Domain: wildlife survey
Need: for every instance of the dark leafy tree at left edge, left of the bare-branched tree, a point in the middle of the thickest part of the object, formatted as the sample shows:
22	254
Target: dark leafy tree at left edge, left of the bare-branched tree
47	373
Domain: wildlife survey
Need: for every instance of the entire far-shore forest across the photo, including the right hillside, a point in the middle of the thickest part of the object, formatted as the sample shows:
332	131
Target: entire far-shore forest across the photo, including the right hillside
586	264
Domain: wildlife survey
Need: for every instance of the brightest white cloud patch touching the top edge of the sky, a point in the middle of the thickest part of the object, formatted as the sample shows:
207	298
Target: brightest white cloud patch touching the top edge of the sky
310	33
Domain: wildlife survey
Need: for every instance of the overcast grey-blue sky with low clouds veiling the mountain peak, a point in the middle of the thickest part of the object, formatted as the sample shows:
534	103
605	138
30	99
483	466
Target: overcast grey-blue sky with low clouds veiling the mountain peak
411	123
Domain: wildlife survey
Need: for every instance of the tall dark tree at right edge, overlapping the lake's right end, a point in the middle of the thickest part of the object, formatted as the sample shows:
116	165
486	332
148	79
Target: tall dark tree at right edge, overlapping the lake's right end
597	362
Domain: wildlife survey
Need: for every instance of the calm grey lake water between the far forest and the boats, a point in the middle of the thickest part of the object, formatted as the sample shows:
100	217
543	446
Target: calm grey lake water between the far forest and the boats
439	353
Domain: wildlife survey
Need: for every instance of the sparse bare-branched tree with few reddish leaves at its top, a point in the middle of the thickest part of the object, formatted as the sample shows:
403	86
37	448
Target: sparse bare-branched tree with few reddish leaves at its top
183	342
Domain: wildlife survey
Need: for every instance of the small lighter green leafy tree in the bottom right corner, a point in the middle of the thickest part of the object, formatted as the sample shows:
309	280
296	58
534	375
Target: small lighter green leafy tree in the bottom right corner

...

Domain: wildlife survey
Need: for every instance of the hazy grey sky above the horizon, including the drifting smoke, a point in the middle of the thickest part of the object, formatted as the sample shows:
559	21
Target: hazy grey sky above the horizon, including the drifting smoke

*EXERCISE DESCRIPTION:* What is the number of lines above that contain the string "bottom"? Answer with the number alone.

*WRITTEN ANSWER:* 2